---------- SELECTED EXCERPT ----------

A word of warning: stock Mono-Green Tron lists had a rough time. Now that Tron is on the radar again and people are more alert to it, I would put Urza’s Tower down, at least until people inevitably take it for granted again. 

Titan


…and then there’s Amulet Titan. I did my due diligence with other decks and was genuinely waffling between Amulet and Mono-Green Tron until the eleventh hour, but part of me knew I would always end up here again. 

Amulet of Vigor Primeval Titan

This was more of a romantic choice than a ruthless one. I qualified for my first Pro Tour with Amulet when Summer Bloom was legal, and it won me my first large event on the SCG Tour, kicking off a chain of events that led to me writing this now. The idea of playing my favourite deck in Magic on the biggest stage was irresistible – unless the format was so hostile to Amulet or some other deck was such an obvious choice that I couldn’t say no, I was picking up my Primeval Titans

There’s a strategic argument, though. Even if another deck looked strong in testing, it would need to be much better to make up for the difference in knowledge and experience compared to a deck I’ve played for years. Amulet Titan is a unique shell with specific deckbuilding requirements, but beyond that, it has surprising flexibility in card choices, and its sheer power lets you win a lot even in bad matchups. If anything, I regret not spending more time trying more radical approaches to Amulet Titan. Some members of Team Handshake tried a Generous Ent + Castle Garenbrig package to shore up the Rakdos Evoke matchup, for example.

----------

TASKS FOR THIS EXERCISE:
[1] Retype the Amulet Titan article word for word, everything from "A word of warning: stock" down to "for granted again.".
[2] In the Amulet Titan article, why does the author say another deck would have to be much better than Amulet Titan to be worth choosing? Answer in one to three sentences.
[3] Proceed with the article on choosing Amulet Titan, starting after its last sentence.

---------- SUPPLIED MATERIAL ----------

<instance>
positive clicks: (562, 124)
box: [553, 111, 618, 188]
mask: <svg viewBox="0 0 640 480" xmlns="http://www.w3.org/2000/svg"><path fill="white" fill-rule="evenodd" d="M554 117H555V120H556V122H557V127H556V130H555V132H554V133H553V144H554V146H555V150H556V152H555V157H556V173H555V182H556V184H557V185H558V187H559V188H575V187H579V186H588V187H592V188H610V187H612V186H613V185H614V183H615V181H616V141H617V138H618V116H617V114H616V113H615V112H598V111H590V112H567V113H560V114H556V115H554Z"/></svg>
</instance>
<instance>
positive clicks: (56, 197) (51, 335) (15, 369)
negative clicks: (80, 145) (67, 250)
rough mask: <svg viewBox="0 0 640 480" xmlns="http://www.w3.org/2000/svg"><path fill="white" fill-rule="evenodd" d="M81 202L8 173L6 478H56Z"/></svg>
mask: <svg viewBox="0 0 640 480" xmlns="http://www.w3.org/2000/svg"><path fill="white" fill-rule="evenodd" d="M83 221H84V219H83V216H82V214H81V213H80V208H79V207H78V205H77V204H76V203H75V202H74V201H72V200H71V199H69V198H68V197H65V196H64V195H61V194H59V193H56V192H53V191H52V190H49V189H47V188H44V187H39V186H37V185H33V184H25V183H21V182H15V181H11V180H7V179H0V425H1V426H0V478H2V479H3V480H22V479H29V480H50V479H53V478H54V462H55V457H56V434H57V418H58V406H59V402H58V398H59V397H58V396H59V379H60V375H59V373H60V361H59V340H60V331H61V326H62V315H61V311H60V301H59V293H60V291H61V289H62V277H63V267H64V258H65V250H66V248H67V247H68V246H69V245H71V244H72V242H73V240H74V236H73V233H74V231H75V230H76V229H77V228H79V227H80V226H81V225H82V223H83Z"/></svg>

----------

PER-TASK ANSWERS:
[1]
A word of warning: stock Mono-Green Tron lists had a rough time. Now that Tron is on the radar again and people are more alert to it, I would put Urza’s Tower down, at least until people inevitably take it for granted again.

[2] The author has played Amulet Titan for years. Any other deck would need to be much better to make up for the gap in knowledge and experience between it and Amulet Titan.

[3]
Better the Titan You Know…

I knew I would have a keener intuition for how to build my deck and sideboard for the expected metagame with Amulet than if I jumped ship at the last minute. Rakdos Evoke was and is a tough matchup, but the theory behind my plan made sense to me, and I knew I would have more experience in the matchup than my opponents. I had to beat Rakdos four times in the Swiss, and I did, finally falling to Jake Beardsley in the semifinals.

That same mastery isn’t as common in younger formats like Pioneer or rotating formats like Standard. The broad success of Modern at the semi-competitive level for the past decade has relied on players being able to stick with their cherished Tier 2 decks as long as they adapt to new foes. Maybe you don’t love the current state of Modern and can’t play much, but you’ll attend a tournament if you get to throw down with your Tarmogoyfs. In that sense, I think it was important for the Modern Pro Tour to have a pet deck breaking through and sharing the spotlight with the known contenders. I’m glad that was me this time, but it could just as easily have been the Merfolk player who went 8-2 in Modern but was sunk by Limited.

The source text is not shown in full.